***** Excerpted data
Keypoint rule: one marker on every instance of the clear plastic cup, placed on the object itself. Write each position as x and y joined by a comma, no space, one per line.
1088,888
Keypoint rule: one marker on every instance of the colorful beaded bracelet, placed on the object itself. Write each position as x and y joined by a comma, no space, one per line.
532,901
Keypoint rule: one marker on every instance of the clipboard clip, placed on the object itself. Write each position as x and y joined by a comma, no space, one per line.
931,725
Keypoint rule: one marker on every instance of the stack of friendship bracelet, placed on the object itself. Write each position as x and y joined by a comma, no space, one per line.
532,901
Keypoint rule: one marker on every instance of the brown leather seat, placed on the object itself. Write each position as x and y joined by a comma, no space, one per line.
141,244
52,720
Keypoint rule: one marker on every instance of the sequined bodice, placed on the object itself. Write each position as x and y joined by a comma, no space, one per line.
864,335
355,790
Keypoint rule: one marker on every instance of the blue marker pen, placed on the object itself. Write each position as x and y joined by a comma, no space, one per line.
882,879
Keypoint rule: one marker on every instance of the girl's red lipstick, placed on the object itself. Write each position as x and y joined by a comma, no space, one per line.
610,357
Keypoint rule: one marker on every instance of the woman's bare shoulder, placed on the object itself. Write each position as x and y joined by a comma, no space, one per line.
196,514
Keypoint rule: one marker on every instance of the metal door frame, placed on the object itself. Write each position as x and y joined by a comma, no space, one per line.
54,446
**********
▸ What this task involves
Output all preceding records character for character.

▸ Exercise solution
Keypoint rule: one marker on every instance of the clear plastic cup, placed on the object itself. Write each position as x and y joined by a comma, no space, one per line.
1088,888
Keypoint rule: one marker on every instance of the colorful beaded bracelet, placed on the object itself. Write each position as x and y joined by a comma, no space, one per line.
532,901
Keypoint rule: one marker on every instance of the clipboard clip, placed on the object itself. Write each position as x and y joined by a comma, no space, one per line.
931,725
Keypoint rule: one marker on every instance of the stack of friendship bracelet, placed on the object itself. Write each position as x and y joined by a comma, no space, one per line.
532,901
Keypoint rule: one marker on every instance of the brown leather seat, placed on the object itself. Write each position as x and y joined by a comma, no space, one per line.
141,244
52,720
Keypoint rule: one marker on every instance of the sequined bodice, placed on the object itself. Write each position as x and y joined by a comma, no space, one per line.
864,335
355,790
Keypoint rule: one marker on every instance of the blue marker pen, placed on the object itself. Write each position as x and y joined by a comma, no space, one per line.
882,879
Keypoint rule: one marker on every instance of the girl's red lipstick, placed on the object itself. Write each position as x and y joined by a comma, no space, one per line.
610,357
Keypoint rule: one marker on every instance of the woman's bare shoulder, placed on the object itself. Write each position as x and y joined by a comma, no space, one per line.
196,514
Keypoint rule: one marker on every instance of the metal door frame, placed on the object itself. Write each position as x and y joined by a comma, no space, one per line.
54,446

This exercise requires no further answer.